> DATASET EXTRACT:
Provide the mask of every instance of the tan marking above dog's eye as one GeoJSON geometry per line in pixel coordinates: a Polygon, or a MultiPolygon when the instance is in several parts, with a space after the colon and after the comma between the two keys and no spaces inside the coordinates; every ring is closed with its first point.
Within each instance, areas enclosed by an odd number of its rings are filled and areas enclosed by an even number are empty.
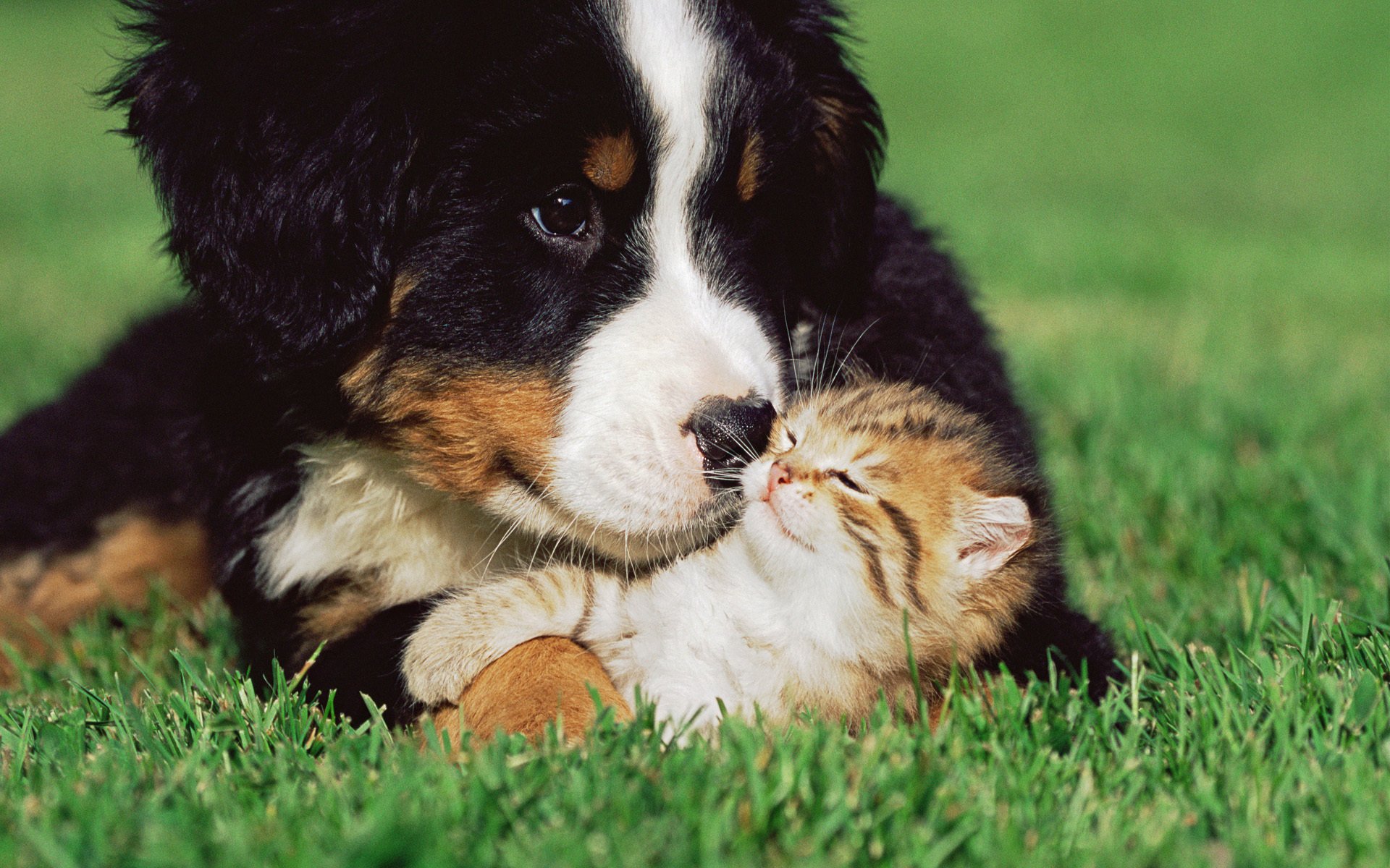
{"type": "Polygon", "coordinates": [[[763,137],[758,131],[748,133],[744,143],[744,158],[738,164],[738,197],[751,200],[758,193],[758,182],[763,169],[763,137]]]}
{"type": "Polygon", "coordinates": [[[632,181],[637,171],[637,144],[632,131],[605,133],[589,139],[589,150],[584,157],[584,176],[600,190],[614,193],[632,181]]]}

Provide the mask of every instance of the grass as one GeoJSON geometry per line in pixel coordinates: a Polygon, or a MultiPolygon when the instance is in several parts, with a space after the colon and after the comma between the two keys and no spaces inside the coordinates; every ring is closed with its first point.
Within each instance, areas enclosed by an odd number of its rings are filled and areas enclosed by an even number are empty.
{"type": "MultiPolygon", "coordinates": [[[[1390,7],[858,6],[885,183],[977,278],[1130,687],[449,762],[257,699],[225,611],[158,606],[0,700],[0,864],[1383,862],[1390,7]]],[[[110,12],[0,8],[0,424],[177,293],[83,94],[110,12]]]]}

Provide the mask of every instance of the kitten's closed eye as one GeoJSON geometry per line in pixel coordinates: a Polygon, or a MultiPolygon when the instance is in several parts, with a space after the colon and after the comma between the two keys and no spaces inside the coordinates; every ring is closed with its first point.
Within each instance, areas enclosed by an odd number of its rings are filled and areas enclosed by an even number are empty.
{"type": "Polygon", "coordinates": [[[853,478],[845,471],[830,471],[830,475],[835,478],[840,485],[845,486],[851,492],[858,492],[860,494],[867,494],[862,485],[853,481],[853,478]]]}

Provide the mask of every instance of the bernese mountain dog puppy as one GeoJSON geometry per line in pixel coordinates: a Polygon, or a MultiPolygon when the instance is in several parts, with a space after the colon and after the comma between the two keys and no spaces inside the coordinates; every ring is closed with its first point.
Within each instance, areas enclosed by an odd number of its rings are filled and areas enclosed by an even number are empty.
{"type": "MultiPolygon", "coordinates": [[[[952,262],[876,193],[828,0],[129,6],[108,96],[192,301],[0,439],[11,621],[211,581],[254,671],[318,650],[314,690],[404,722],[435,594],[708,543],[721,478],[847,361],[1036,464],[952,262]]],[[[1045,558],[986,665],[1055,651],[1099,692],[1111,644],[1045,558]]],[[[493,664],[489,719],[588,703],[602,674],[556,642],[493,664]]]]}

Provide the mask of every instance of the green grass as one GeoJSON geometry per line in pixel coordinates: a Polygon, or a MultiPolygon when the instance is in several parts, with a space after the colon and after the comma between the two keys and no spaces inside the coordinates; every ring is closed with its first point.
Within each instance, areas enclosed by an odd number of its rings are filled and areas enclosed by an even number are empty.
{"type": "MultiPolygon", "coordinates": [[[[0,864],[1383,864],[1390,7],[858,6],[885,183],[977,278],[1130,689],[453,764],[158,607],[0,699],[0,864]]],[[[0,424],[177,293],[83,93],[110,12],[0,8],[0,424]]]]}

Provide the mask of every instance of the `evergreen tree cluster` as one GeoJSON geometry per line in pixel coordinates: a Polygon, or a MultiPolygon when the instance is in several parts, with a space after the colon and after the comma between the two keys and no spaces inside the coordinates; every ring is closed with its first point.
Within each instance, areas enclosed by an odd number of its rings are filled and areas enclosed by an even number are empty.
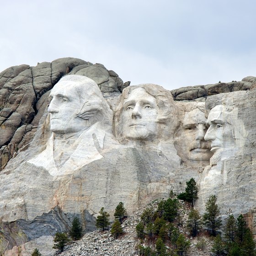
{"type": "MultiPolygon", "coordinates": [[[[216,203],[217,197],[212,195],[206,203],[205,212],[201,216],[198,211],[193,208],[193,202],[197,198],[197,187],[192,178],[187,182],[185,192],[175,197],[171,191],[170,197],[162,200],[158,204],[156,210],[152,207],[145,209],[140,216],[141,221],[136,226],[138,237],[142,243],[147,239],[151,246],[144,247],[138,244],[136,247],[137,254],[145,256],[185,256],[190,247],[190,242],[178,227],[183,223],[181,212],[182,208],[178,199],[191,203],[191,211],[186,223],[186,227],[192,236],[196,236],[203,227],[215,238],[212,251],[217,256],[256,256],[256,243],[250,229],[246,226],[242,215],[235,219],[229,209],[226,213],[225,224],[223,227],[224,231],[223,240],[217,235],[218,230],[222,226],[220,217],[220,208],[216,203]],[[168,243],[171,247],[166,247],[168,243]],[[166,250],[166,248],[169,248],[166,250]]],[[[111,232],[114,238],[117,238],[123,234],[121,224],[127,216],[126,210],[123,203],[120,202],[117,206],[114,216],[116,220],[112,225],[111,232]]],[[[110,215],[102,208],[96,220],[96,226],[102,231],[107,229],[110,225],[110,215]]],[[[77,217],[74,219],[69,232],[74,240],[80,239],[82,236],[82,227],[77,217]]],[[[65,245],[70,240],[65,233],[57,233],[54,238],[55,243],[53,248],[63,251],[65,245]]],[[[206,242],[203,239],[197,247],[203,250],[206,242]]],[[[37,249],[35,249],[32,256],[40,256],[37,249]]]]}
{"type": "Polygon", "coordinates": [[[255,242],[243,215],[235,219],[229,209],[226,213],[224,239],[216,236],[212,251],[217,256],[255,256],[255,242]]]}
{"type": "Polygon", "coordinates": [[[141,214],[141,221],[136,226],[137,236],[141,240],[147,239],[151,246],[138,245],[136,249],[139,255],[182,256],[188,250],[190,242],[176,227],[181,205],[178,199],[171,195],[172,198],[160,201],[156,210],[149,207],[141,214]],[[166,249],[166,243],[171,247],[169,250],[166,249]]]}

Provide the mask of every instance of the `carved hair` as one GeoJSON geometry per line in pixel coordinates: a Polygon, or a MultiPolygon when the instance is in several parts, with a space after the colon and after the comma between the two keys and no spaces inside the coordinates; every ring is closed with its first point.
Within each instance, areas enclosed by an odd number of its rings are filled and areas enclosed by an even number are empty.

> EXERCISE DIRECTIONS: Count the lines in the records above that contain the string "evergreen", treating uppercase and lowercase letters as distinct, and reply with only the number.

> EXPECTED OUTPUT: 1